Reproduce the passage from "It’s not often" to "who wrote it." in the essay on classical music below, word for word.
**** GIVEN TEXT
It’s not often that I get to quote William Congreve (1670–1729) once in a week, let alone twice, but I’ve been reflecting on his most famous quote, “Music hath charms to soothe the savage breast.” (Contrary to how it’s often quoted, the final word is indeed “breast”, not “beast”; if anyone reading this has tested the calming effects of music on a cougar, bear, or any other savage beast, please let me know how it worked out for you.)
I listen to a lot of music while I’m working, and am constantly casting about for something a bit different. I recently rediscovered the delights of Classic FM, a radio station that started up in Britain while I lived there in the mid-1990s. It bills itself as playing “The world’s greatest music”, which means it plays “popular” classics: those pieces that many people can hum along with, even if they don’t know what it’s called or who wrote it.
There’s an old joke along the lines of “An intellectual is someone who can hear the William Tell overture without thinking of the Lone Ranger.” Classic FM plays music for people who hear that piece and don’t think “Rossini”, they think “Hi ho Silver, away!” That’s no bad thing, although the station did come in for some stick from snobs who feel that if a piece of classical music has achieved that level of popularity and familiarity it must be terribly common, if not downright vulgar.
The truth is that many people only know anything about classical music because of its use in other settings, whether that be The Lone Ranger, or Bugs Bunny battling with Elmer Fudd in “The Rabbit of Seville”, or the castaways on Gilligan’s Island staging a musical version of Hamlet set to tunes from Bizet’s Carmen (all together now: “Neither a borrower nor a lender be / Do not forget, stay out of debt”), or the opening scene of 2001: A Space Odyssey. I discovered Vivaldi’s magnificent Gloria (both versions) because of the use of the haunting “Et in terra pax hominibus” from RV 589 in the 1985 film Runaway Train, and Elgar’s similarly beautiful and elegiac “Sospiri for Strings” because it was used in the TV version of Ford Madox Ford’s The Good Soldier in 1981.
********
**** RECORDS SHOWN
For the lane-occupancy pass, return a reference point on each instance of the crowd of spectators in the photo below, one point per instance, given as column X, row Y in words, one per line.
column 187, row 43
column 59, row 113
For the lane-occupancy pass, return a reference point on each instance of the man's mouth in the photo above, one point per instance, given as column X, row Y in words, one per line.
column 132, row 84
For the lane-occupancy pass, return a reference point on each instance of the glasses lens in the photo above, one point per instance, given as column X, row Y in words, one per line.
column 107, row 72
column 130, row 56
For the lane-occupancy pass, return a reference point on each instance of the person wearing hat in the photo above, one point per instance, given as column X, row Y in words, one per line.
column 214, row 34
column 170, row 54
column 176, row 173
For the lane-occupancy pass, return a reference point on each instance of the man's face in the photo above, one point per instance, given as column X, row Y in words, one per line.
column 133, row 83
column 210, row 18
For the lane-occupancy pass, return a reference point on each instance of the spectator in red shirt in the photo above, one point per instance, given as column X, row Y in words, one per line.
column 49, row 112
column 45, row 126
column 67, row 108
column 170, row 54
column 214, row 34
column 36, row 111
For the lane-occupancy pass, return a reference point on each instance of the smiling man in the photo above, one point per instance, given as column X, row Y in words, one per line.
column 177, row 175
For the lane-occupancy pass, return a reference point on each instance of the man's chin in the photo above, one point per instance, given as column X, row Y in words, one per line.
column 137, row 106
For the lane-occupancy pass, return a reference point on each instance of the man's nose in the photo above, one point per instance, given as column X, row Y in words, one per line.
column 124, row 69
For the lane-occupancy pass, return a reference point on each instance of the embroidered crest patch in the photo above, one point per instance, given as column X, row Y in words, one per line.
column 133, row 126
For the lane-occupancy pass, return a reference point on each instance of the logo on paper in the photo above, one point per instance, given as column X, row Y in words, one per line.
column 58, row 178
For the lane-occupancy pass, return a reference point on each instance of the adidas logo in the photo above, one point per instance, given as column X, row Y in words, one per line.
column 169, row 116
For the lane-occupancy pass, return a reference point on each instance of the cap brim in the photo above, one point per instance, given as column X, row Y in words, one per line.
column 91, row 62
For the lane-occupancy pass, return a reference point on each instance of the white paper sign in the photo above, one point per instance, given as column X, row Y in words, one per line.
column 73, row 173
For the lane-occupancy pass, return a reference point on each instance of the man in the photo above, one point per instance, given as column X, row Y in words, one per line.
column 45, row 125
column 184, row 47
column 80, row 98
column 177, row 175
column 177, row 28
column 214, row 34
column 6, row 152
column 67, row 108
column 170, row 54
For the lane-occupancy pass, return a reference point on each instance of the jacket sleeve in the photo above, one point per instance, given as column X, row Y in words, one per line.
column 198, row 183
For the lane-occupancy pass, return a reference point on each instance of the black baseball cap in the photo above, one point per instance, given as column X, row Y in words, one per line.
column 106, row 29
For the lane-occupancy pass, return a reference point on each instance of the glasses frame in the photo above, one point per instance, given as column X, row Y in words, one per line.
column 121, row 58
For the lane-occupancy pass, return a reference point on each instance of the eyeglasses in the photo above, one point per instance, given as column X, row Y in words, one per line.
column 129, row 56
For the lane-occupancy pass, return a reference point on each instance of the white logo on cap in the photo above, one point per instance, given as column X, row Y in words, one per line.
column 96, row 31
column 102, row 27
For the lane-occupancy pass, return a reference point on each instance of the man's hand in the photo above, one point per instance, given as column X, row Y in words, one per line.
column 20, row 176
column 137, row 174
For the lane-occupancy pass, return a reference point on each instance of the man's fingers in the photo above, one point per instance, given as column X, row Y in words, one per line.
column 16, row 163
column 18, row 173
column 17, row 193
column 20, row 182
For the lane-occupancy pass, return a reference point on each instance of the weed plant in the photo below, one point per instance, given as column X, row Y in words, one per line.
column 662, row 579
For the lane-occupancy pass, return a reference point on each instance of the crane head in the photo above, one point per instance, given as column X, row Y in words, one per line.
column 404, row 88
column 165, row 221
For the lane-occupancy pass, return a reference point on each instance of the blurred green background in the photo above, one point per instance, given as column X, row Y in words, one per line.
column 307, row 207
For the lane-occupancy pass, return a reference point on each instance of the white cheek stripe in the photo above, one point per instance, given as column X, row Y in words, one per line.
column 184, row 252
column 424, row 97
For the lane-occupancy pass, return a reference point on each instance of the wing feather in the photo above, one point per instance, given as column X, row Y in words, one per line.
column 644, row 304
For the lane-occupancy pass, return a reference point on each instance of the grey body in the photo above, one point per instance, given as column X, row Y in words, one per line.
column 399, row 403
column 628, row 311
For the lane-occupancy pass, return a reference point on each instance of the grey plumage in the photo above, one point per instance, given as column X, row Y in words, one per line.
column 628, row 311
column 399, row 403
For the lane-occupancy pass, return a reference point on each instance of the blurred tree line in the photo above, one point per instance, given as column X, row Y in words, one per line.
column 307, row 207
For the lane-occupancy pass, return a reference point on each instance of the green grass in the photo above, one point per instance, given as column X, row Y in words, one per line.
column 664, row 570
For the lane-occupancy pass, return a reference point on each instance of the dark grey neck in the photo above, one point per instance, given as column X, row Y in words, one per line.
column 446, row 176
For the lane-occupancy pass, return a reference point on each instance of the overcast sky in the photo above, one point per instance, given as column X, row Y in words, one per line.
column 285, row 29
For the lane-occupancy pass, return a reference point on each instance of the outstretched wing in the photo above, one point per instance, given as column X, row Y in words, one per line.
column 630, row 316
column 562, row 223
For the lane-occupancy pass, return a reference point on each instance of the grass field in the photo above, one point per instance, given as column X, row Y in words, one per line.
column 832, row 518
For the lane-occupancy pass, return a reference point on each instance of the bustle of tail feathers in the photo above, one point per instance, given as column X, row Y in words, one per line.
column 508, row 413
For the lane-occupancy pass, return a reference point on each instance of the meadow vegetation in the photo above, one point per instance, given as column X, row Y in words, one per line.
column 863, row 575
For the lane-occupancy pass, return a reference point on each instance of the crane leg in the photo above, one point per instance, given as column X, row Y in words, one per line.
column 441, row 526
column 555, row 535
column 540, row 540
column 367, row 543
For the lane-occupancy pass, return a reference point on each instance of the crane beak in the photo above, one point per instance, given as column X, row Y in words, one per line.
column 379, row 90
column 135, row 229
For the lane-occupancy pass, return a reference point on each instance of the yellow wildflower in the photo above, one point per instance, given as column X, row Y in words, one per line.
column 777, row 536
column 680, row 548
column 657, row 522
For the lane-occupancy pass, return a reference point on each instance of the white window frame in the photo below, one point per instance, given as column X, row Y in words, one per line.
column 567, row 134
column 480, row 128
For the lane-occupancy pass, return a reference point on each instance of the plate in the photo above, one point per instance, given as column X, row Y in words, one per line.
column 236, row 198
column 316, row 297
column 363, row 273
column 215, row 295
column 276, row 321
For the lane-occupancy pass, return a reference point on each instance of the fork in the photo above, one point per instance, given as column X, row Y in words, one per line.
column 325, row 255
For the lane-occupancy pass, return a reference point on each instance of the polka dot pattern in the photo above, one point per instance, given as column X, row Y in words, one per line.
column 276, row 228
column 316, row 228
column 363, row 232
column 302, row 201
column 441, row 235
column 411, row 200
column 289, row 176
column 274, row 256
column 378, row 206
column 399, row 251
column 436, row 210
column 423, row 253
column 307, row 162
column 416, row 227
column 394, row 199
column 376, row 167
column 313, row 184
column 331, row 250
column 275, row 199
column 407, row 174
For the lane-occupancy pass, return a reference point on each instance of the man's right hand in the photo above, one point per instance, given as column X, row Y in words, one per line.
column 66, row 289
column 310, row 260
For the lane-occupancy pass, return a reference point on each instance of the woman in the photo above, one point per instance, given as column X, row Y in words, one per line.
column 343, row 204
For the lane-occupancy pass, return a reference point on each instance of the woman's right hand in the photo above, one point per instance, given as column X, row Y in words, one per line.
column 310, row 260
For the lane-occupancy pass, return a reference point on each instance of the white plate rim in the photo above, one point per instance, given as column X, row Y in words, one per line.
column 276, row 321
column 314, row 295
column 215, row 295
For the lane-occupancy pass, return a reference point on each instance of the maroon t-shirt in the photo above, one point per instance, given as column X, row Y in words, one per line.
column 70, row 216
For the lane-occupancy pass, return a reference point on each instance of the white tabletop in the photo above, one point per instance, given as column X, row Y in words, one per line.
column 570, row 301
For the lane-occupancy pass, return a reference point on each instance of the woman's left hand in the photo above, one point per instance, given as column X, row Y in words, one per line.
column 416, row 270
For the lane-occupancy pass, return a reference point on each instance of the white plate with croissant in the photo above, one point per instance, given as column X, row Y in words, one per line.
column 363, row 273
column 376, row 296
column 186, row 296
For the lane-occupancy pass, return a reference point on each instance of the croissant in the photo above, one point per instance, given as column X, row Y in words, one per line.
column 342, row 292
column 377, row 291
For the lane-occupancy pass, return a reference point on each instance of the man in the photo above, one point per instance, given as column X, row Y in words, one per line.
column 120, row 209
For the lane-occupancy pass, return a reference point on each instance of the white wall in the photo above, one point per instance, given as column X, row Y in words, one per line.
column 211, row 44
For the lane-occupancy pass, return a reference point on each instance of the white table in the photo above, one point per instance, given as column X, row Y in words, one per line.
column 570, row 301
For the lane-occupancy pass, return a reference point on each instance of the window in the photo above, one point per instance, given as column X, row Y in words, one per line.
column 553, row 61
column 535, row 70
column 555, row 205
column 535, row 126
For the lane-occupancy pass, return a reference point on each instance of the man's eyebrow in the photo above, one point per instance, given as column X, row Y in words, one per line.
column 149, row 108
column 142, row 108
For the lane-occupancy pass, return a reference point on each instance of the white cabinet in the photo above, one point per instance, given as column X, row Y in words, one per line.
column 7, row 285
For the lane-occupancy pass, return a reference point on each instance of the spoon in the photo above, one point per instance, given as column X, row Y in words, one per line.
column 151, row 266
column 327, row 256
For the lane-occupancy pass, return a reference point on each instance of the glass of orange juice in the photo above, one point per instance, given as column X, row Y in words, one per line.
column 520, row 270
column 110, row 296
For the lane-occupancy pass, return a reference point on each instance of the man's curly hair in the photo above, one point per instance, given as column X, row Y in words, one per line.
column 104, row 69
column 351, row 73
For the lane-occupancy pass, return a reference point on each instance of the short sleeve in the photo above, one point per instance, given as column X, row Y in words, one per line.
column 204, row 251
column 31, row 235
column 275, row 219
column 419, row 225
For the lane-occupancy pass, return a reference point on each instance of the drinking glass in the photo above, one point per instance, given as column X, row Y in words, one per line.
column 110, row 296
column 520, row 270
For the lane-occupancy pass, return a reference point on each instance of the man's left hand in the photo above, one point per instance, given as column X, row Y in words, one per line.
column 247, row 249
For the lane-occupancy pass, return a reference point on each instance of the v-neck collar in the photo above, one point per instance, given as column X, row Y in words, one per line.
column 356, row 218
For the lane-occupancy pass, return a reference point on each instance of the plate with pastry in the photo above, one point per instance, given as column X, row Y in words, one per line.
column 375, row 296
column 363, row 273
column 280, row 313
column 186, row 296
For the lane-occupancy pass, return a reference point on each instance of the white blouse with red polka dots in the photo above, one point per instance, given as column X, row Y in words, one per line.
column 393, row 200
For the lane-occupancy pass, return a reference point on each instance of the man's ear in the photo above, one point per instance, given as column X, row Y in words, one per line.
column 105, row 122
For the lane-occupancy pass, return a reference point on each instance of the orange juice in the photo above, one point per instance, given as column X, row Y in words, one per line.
********
FINISHED EXERCISE:
It’s not often that I get to quote William Congreve (1670–1729) once in a week, let alone twice, but I’ve been reflecting on his most famous quote, “Music hath charms to soothe the savage breast.” (Contrary to how it’s often quoted, the final word is indeed “breast”, not “beast”; if anyone reading this has tested the calming effects of music on a cougar, bear, or any other savage beast, please let me know how it worked out for you.)
I listen to a lot of music while I’m working, and am constantly casting about for something a bit different. I recently rediscovered the delights of Classic FM, a radio station that started up in Britain while I lived there in the mid-1990s. It bills itself as playing “The world’s greatest music”, which means it plays “popular” classics: those pieces that many people can hum along with, even if they don’t know what it’s called or who wrote it.